# AIM OF THE TASK
Rewrite the lines of the rows below from the one containing "log in the provided image." through the one containing "372;358;464;429", both included, as a numbered list without blank lines. Use only those lines.

Stored records
** Start **

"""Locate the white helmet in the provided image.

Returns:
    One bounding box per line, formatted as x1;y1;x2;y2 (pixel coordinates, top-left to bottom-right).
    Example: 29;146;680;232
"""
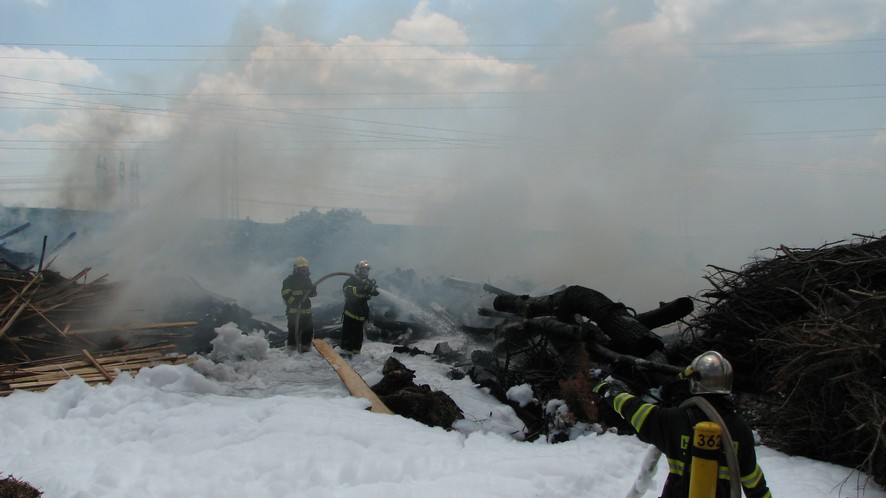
680;351;732;394
354;259;372;277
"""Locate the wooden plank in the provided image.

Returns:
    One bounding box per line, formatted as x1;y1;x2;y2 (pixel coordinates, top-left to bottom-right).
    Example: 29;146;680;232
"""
68;321;197;335
314;339;394;415
80;349;114;382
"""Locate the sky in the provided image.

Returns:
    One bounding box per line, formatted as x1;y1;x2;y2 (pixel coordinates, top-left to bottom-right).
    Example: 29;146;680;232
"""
0;0;886;308
0;324;886;498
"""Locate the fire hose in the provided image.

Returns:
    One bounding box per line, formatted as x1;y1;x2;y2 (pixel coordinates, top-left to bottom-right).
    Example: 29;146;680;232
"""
627;396;741;498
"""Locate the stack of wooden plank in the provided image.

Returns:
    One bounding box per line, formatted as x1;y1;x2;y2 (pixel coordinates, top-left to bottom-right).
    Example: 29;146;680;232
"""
0;345;188;396
0;260;196;396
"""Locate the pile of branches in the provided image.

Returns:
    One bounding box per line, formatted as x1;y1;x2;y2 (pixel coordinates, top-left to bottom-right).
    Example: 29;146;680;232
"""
673;235;886;484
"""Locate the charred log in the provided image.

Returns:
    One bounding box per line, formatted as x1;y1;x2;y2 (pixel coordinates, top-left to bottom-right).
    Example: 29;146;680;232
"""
493;285;664;357
636;297;695;330
372;358;464;429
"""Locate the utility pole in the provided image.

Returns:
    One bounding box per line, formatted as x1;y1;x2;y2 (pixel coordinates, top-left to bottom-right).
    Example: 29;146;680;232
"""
129;161;138;211
219;133;240;220
95;154;108;211
117;159;126;211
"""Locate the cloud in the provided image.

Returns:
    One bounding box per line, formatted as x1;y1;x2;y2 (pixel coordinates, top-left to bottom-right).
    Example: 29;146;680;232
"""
392;0;468;45
0;45;102;93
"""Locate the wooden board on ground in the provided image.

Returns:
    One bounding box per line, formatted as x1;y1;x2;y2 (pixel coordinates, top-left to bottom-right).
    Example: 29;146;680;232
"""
314;339;394;415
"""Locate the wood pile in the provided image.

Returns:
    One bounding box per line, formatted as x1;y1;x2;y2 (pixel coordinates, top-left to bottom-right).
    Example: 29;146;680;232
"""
673;235;886;484
0;261;196;396
0;345;188;396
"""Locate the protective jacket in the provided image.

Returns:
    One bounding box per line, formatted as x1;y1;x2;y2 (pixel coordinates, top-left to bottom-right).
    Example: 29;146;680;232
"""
341;277;372;322
280;271;317;316
602;385;772;498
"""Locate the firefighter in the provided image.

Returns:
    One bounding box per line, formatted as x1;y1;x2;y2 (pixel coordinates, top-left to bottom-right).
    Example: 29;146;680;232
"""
593;351;772;498
280;256;317;353
340;259;378;356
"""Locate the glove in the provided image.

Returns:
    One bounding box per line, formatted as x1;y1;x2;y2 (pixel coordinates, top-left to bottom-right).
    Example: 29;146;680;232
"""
361;280;378;296
591;377;631;398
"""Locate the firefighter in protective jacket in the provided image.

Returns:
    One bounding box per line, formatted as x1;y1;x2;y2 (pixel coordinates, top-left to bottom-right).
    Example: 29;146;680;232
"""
593;351;772;498
280;256;317;353
340;260;378;355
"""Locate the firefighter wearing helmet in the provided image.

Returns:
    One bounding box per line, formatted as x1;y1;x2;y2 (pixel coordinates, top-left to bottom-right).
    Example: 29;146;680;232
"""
593;351;772;498
280;256;317;353
340;259;378;356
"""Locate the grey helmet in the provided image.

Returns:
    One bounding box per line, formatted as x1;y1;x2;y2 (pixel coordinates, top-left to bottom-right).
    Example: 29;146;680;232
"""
354;259;372;278
681;351;732;394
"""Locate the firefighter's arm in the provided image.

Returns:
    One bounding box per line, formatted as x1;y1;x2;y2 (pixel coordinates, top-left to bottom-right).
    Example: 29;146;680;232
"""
593;380;659;440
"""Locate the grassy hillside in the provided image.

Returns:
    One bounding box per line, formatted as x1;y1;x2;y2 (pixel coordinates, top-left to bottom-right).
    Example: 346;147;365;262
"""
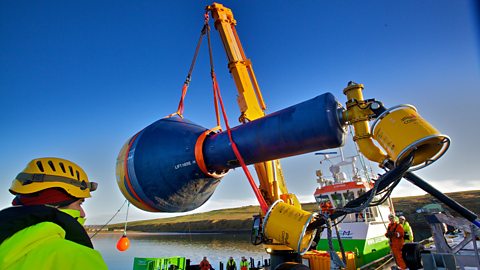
109;190;480;240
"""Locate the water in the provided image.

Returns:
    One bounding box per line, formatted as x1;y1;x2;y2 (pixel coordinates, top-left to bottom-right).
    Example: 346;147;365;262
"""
92;233;269;270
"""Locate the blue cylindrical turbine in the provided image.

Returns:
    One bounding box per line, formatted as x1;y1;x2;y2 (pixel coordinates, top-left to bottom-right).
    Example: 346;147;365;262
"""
117;93;345;212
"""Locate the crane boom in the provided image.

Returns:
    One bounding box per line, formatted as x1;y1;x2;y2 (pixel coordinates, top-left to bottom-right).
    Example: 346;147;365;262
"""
206;3;301;208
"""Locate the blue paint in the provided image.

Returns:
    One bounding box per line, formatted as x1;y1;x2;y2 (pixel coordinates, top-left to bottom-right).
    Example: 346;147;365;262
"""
117;93;345;212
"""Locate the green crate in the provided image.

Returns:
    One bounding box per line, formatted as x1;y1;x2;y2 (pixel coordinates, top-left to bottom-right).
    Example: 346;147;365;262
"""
133;257;186;270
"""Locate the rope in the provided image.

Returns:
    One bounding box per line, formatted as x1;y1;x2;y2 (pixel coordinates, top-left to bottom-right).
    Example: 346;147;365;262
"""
90;200;130;239
123;202;130;236
167;13;209;118
203;17;268;214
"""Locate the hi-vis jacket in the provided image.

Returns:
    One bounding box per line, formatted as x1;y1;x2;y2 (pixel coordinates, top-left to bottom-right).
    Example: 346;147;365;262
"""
0;205;108;270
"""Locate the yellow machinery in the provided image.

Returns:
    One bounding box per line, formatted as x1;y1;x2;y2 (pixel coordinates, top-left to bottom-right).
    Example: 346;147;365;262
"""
206;3;449;265
117;3;478;269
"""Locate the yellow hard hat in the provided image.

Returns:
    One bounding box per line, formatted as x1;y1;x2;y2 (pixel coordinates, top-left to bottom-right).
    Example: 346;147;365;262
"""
10;158;97;198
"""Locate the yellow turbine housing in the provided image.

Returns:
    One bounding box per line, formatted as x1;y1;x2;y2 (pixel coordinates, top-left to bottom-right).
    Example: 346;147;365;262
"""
371;105;450;170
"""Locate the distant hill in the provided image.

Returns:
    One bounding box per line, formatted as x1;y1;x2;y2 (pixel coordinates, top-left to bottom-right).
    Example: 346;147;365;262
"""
108;190;480;240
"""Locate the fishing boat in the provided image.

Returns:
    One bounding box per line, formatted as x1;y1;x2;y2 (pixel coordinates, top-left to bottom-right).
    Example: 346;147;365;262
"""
314;149;393;268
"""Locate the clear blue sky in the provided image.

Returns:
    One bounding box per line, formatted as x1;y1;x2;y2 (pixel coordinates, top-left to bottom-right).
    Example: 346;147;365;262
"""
0;0;480;224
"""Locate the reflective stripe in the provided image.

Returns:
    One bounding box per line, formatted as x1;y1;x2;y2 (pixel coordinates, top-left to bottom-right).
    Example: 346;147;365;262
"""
16;172;98;191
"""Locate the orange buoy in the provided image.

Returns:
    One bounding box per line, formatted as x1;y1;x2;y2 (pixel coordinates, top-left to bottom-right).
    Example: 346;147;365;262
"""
117;235;130;251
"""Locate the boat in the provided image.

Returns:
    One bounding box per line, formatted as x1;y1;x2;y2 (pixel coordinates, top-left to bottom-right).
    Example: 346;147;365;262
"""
314;149;394;268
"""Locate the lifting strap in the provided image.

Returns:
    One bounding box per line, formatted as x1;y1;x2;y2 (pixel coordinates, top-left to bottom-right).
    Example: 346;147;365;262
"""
203;17;268;214
172;12;268;214
167;13;209;118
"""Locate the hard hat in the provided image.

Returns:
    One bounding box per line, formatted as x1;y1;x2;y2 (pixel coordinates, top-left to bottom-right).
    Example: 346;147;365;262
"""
10;158;97;198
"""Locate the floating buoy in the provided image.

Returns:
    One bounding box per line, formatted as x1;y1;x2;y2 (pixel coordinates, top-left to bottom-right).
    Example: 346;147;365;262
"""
117;235;130;251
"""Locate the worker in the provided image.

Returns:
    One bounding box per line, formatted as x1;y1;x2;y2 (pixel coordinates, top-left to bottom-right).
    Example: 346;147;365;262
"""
240;256;250;270
227;257;237;270
385;214;407;269
398;216;413;243
0;158;107;270
200;257;211;270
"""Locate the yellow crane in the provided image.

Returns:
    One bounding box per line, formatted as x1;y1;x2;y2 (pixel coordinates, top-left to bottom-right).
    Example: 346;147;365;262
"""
117;3;478;268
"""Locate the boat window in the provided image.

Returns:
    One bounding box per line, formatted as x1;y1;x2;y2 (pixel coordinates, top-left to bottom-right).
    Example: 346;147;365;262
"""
332;193;344;208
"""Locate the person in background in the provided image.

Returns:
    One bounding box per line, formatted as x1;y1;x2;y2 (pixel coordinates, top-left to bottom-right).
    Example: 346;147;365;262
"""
385;214;407;269
398;216;413;243
227;257;237;270
0;158;107;270
200;257;212;270
240;256;250;270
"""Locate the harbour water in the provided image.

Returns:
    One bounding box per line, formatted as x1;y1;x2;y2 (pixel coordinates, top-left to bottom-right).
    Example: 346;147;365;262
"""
92;233;269;270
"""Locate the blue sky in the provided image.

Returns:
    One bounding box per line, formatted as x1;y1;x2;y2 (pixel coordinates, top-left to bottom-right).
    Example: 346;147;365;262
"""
0;0;480;224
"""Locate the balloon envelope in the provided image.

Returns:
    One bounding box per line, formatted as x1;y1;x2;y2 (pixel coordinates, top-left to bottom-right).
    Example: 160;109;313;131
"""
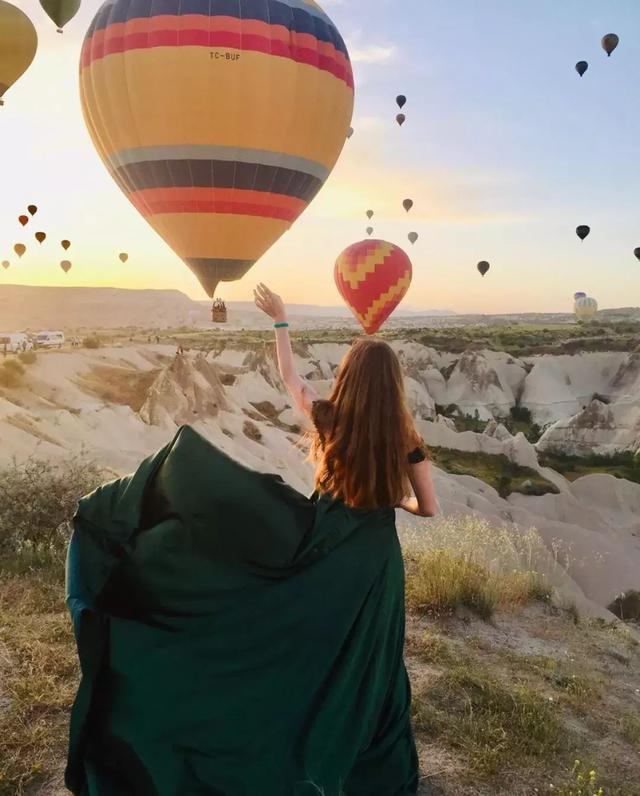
80;0;353;296
574;296;598;320
334;240;412;334
40;0;80;33
602;33;620;55
0;0;38;105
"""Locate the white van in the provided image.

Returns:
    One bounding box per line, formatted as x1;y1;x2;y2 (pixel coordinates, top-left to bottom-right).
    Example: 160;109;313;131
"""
35;332;64;348
0;332;33;354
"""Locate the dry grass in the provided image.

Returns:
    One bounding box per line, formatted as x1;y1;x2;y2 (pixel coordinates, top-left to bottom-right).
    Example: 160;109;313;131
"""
406;550;548;619
76;365;160;412
405;516;551;619
0;568;79;796
0;506;640;796
242;420;262;442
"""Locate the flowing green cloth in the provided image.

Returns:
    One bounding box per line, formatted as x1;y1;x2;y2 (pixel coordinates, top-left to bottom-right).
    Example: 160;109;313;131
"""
66;427;418;796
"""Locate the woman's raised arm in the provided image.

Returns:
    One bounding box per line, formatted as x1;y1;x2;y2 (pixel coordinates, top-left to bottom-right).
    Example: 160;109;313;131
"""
253;282;318;417
398;456;440;517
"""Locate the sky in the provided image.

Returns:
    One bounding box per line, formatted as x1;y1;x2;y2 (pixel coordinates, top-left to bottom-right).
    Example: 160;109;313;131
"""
0;0;640;313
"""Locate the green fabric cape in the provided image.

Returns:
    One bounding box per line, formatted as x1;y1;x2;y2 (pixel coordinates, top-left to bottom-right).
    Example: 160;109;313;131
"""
66;427;418;796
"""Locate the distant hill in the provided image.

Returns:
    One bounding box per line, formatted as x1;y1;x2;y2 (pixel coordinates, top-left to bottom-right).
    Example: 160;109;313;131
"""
0;285;455;331
0;285;209;331
198;301;456;318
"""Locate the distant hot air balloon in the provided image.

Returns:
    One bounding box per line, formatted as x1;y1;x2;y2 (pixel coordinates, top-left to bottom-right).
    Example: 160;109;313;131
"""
0;0;38;105
334;240;411;334
40;0;80;33
80;0;353;310
602;33;620;56
576;61;589;77
573;296;598;321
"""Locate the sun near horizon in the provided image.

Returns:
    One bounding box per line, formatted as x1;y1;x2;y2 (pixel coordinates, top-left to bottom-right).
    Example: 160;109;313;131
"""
0;0;640;313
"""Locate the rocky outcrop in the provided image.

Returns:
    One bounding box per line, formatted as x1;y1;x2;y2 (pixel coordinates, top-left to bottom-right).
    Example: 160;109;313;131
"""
537;396;640;456
139;355;227;428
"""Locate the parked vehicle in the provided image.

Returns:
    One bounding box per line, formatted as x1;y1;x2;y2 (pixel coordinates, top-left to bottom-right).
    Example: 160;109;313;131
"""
0;332;33;354
35;332;64;348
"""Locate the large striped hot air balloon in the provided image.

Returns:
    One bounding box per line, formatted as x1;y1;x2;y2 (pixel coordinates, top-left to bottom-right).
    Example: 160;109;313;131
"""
80;0;353;308
334;240;412;334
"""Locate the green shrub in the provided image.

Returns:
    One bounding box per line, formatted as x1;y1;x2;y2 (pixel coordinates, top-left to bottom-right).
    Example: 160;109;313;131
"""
0;359;25;387
18;351;38;365
0;456;103;560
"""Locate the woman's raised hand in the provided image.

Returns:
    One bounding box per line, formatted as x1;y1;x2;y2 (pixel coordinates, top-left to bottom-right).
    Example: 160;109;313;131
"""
253;282;287;323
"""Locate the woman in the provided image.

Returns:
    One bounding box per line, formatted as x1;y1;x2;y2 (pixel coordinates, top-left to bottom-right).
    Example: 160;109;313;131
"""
65;285;436;796
254;284;437;517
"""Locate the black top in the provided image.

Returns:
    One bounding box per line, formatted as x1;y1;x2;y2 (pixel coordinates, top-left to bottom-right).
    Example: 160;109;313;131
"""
407;446;427;464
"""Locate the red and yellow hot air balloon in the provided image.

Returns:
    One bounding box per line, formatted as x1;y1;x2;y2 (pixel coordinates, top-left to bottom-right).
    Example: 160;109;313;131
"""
80;0;353;310
334;240;412;334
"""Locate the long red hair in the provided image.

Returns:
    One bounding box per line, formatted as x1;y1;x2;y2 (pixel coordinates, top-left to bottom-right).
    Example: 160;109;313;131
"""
311;339;421;509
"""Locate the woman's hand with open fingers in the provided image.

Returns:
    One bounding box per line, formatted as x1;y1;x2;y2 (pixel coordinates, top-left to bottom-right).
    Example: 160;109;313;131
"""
253;282;287;323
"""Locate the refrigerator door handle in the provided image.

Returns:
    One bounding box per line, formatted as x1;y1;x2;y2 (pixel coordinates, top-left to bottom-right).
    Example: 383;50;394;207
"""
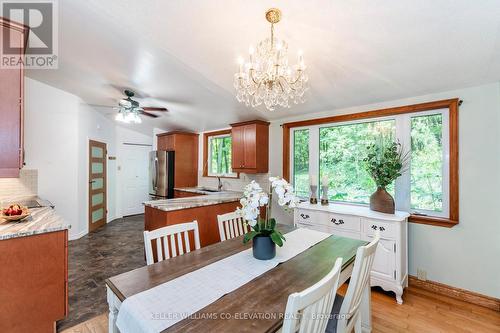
153;157;160;190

** End **

# COMPLETE OUTPUT
1. """Locate the charred log in the provided image.
2. Returns:
3.     One bounding box per line, formatted as x1;y1;x2;y2 (pixel coordinates, top-left to bottom-right).
4.     Example: 29;146;680;232
5. """
6. 493;285;664;357
7. 636;297;695;330
8. 372;358;464;429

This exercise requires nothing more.